- [Request]:
Please echo the records below word for word, starting with the line that contains "Please spot the red fur" and going on through the line that contains "point(339, 510)", both of those lines included.

- [Excerpted data]:
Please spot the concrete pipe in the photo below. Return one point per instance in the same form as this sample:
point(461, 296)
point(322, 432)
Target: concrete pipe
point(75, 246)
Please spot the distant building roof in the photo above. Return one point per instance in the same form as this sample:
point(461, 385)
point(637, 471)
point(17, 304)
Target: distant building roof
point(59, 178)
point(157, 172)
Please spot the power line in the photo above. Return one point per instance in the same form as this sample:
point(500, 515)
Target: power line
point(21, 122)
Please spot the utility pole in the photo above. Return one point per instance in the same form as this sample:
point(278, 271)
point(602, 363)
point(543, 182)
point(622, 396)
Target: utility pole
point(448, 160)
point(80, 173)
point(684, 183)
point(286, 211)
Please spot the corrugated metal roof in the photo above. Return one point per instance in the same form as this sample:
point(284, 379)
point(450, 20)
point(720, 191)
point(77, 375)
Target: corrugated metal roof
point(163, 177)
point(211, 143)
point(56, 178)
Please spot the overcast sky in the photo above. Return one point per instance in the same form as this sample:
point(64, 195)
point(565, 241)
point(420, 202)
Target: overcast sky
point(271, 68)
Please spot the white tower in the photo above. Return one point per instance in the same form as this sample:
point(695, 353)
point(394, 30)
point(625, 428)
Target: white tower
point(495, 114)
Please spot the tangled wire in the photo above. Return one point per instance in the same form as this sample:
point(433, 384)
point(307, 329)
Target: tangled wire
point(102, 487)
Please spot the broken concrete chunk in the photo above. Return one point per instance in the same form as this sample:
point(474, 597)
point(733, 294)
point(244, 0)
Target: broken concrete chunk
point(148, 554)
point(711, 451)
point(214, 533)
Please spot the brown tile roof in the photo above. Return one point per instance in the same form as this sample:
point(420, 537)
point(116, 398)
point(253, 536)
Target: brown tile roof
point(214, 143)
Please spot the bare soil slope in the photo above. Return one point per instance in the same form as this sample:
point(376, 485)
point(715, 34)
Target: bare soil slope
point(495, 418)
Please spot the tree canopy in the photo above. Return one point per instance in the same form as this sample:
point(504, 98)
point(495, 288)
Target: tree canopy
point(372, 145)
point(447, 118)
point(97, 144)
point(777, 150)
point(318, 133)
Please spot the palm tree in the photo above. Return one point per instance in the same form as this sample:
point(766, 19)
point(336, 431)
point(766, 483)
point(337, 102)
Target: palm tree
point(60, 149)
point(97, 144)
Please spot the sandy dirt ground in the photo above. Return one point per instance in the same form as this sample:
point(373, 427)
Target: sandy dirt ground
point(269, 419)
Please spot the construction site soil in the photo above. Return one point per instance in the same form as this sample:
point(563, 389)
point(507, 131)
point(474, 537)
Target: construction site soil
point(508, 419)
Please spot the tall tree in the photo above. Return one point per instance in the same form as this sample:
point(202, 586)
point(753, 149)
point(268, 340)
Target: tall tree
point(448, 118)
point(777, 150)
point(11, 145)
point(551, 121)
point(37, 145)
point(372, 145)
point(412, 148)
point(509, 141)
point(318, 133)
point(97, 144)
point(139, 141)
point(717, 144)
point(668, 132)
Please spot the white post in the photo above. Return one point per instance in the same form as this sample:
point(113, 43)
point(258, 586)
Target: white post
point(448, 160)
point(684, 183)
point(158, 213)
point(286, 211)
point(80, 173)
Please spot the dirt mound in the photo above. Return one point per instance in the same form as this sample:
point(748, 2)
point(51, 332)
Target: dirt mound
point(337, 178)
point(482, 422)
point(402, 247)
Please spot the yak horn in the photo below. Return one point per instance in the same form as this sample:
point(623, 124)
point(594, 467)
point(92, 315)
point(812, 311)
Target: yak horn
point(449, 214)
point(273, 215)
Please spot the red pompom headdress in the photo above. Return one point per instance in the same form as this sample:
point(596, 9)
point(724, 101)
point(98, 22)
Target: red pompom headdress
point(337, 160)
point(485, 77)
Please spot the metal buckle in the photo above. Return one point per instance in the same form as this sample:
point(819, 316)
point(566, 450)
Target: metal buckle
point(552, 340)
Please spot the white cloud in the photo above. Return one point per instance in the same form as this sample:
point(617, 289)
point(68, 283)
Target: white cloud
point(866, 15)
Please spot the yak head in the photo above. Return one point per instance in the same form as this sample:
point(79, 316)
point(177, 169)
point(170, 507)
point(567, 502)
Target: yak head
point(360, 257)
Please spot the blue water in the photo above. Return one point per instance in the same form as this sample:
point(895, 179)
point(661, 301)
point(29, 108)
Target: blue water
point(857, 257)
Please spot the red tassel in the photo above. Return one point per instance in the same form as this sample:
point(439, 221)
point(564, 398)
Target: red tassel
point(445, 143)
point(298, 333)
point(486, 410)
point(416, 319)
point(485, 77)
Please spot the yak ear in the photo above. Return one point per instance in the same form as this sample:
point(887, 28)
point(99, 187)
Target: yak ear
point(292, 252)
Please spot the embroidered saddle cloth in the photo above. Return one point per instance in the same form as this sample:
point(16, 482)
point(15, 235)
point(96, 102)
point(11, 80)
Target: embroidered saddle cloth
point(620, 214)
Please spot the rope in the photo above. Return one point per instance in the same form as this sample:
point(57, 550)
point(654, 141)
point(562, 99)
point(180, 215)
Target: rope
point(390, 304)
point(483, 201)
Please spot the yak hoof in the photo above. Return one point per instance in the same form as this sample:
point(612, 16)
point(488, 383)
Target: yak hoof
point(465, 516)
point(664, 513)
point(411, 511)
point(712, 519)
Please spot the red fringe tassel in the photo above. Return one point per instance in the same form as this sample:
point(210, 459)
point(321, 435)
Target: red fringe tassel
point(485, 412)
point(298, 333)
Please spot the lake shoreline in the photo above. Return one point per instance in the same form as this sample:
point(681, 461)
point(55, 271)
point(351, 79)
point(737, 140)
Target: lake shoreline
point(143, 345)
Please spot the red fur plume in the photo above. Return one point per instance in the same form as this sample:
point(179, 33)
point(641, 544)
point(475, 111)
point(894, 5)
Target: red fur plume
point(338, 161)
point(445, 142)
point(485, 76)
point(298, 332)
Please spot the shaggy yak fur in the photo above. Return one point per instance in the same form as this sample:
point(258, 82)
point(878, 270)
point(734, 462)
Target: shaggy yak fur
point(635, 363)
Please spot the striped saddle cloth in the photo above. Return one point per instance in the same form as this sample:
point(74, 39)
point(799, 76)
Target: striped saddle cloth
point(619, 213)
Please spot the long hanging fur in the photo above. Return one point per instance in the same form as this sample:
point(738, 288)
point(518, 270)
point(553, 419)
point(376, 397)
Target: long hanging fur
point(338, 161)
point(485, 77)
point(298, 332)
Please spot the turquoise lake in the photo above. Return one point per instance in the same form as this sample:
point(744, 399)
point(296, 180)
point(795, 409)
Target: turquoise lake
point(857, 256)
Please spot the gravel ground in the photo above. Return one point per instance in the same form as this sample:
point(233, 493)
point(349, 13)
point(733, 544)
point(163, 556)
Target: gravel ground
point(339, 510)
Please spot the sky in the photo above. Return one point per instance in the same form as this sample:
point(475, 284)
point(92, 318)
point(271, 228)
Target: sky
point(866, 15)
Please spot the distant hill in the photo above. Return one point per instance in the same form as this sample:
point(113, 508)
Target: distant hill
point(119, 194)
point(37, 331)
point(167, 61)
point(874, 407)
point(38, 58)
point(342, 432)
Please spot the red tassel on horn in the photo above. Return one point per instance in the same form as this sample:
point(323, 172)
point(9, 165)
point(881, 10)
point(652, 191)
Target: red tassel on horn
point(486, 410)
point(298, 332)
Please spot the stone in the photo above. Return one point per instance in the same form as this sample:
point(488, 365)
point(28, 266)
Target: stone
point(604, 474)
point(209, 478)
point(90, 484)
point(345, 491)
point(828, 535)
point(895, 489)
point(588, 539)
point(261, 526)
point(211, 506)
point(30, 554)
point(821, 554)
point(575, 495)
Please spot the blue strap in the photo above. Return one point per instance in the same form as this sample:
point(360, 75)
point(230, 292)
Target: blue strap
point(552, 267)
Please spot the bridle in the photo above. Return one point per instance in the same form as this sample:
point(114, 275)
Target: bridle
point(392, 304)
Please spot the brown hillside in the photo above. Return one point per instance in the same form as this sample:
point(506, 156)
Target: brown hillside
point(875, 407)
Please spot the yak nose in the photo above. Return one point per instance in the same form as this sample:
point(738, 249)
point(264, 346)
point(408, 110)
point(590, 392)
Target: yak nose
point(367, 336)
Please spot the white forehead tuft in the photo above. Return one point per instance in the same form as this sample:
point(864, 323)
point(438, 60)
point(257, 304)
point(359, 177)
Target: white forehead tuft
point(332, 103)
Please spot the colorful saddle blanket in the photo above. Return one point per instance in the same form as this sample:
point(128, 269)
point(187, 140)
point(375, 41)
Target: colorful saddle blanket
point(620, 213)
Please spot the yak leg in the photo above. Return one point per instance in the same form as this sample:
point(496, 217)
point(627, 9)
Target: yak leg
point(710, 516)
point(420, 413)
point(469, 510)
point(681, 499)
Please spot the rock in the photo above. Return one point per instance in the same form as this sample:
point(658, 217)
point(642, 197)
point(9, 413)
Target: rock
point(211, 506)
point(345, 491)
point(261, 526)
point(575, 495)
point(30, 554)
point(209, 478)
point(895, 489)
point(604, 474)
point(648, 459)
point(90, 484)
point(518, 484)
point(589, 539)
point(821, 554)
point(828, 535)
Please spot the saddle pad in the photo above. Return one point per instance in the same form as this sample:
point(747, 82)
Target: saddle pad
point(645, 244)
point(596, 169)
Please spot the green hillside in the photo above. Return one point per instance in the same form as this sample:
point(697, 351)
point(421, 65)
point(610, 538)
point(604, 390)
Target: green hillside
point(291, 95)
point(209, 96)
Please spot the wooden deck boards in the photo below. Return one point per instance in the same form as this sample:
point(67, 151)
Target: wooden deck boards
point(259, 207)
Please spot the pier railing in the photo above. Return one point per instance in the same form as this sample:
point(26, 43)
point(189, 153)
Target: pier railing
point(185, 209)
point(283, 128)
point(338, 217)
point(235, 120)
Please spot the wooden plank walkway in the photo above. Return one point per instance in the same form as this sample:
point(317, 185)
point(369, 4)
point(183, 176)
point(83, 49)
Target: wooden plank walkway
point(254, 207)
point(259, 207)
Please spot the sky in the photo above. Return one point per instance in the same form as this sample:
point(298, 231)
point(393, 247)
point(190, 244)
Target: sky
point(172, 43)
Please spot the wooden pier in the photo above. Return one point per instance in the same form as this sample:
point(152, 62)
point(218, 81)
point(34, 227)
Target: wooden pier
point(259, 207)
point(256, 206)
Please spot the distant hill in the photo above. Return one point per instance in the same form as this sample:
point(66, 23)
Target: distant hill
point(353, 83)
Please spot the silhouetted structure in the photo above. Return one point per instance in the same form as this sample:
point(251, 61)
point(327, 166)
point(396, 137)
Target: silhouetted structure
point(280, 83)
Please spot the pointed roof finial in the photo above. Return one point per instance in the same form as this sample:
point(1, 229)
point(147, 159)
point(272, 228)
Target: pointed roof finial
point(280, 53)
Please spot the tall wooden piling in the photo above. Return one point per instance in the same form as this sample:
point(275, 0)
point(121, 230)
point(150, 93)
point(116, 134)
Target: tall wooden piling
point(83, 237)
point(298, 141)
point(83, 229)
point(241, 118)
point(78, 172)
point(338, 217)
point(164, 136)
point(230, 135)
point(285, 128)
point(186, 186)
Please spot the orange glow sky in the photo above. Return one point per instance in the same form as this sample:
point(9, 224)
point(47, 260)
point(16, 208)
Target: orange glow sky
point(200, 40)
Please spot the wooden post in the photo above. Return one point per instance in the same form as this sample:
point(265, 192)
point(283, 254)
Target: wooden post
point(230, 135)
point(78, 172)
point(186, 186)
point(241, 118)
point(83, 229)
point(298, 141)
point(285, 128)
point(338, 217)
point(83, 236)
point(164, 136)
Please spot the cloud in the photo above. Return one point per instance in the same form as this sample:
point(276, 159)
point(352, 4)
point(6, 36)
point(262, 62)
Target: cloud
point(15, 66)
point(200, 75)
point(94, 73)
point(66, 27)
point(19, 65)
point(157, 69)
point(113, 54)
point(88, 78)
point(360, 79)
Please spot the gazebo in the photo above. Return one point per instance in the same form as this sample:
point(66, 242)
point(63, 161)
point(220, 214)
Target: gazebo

- [Reply to the exercise]:
Please spot the red fur plume in the photo above. Return one point per instance in the same form as this sample:
point(179, 33)
point(641, 544)
point(475, 111)
point(894, 5)
Target: red fur plume
point(338, 161)
point(445, 142)
point(485, 76)
point(298, 332)
Please spot the shaggy yak fur in the photo above. Return one point per instance in the same form as this sample:
point(258, 82)
point(878, 270)
point(734, 462)
Target: shaggy yak fur
point(635, 363)
Please spot the striped saddle cloth in the photo above. Return one point per instance in the same form as this sample:
point(74, 39)
point(799, 76)
Target: striped saddle cloth
point(619, 213)
Please spot the long hanging fur in the photo above. Return one point per instance in the same form as this sample:
point(738, 288)
point(518, 270)
point(553, 419)
point(376, 397)
Target: long hanging fur
point(338, 161)
point(485, 77)
point(298, 332)
Please spot the turquoise lake in the photo above. Return one point per instance in the same form as this sample:
point(744, 399)
point(296, 180)
point(795, 409)
Target: turquoise lake
point(857, 256)
Please spot the gravel ground in the photo above. Return one point per instance in the same form as this sample:
point(233, 493)
point(349, 13)
point(733, 544)
point(163, 556)
Target: gravel ground
point(339, 510)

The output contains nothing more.